> **TEXTO DE LECTURA**:

Una epidemia de peste invadió Madrid en aquel verano del año 1599 -hacía tan sólo un año que se había inicia­do el reinado de Felipe III. El espectáculo era dantesco. Los cadáveres permanecían en las casas y amontonados en las calles, insepultos, aumentando así el propio poder de la plaga, porque ni personal había para dar digna sepultura a los muertos.
Los sanos huían a toda prisa y los moribundos queda­ban solos esperando el trágico e irremediable final; ni fuer­zas para la plegaria les quedaban ya.
Un silencio de sepulcro, estremecedor, invadía la Villa y Corte que interrumpía algún quejumbroso lamento o el ladrido de un perro carcomido por la sarna y succionado por los piojos, convertido de esta guisa en un achacoso y decrépito cancerbero de los muertos y de los que no a mucho tardar iban también a morir.

> **QUÉ HAY QUE HACER**:
a. Copia del texto sobre la peste en Madrid el fragmento que va desde "Los sanos huían" hasta "les quedaban ya.", ambos incluidos.
b. Resume en dos oraciones el texto sobre la peste en Madrid.

> **DATOS PARA ANALIZAR**:
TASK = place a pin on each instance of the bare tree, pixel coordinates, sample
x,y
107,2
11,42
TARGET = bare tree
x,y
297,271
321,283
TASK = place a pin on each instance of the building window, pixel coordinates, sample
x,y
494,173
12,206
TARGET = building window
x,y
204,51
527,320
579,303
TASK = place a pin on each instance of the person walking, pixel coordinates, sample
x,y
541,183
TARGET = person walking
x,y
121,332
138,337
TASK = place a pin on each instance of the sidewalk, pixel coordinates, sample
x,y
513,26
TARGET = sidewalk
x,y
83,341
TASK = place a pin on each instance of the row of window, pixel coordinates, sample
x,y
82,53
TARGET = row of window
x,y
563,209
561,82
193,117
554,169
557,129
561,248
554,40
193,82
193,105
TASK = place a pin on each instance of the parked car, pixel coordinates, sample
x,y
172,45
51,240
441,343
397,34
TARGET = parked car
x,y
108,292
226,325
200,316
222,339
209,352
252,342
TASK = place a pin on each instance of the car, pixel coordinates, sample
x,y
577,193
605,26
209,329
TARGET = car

> **SOLUCIONES**:
a.
Los sanos huían a toda prisa y los moribundos queda­ban solos esperando el trágico e irremediable final; ni fuer­zas para la plegaria les quedaban ya.

b. En el verano de 1599, un año después de iniciarse el reinado de Felipe III, una epidemia de peste invadió Madrid y los cadáveres quedaban insepultos en casas y calles porque no había personal para enterrarlos. Los sanos huían, los moribundos se quedaban solos, y un silencio estremecedor dominaba la Villa y Corte, interrumpido solo por algún lamento o el ladrido de un perro sarnoso.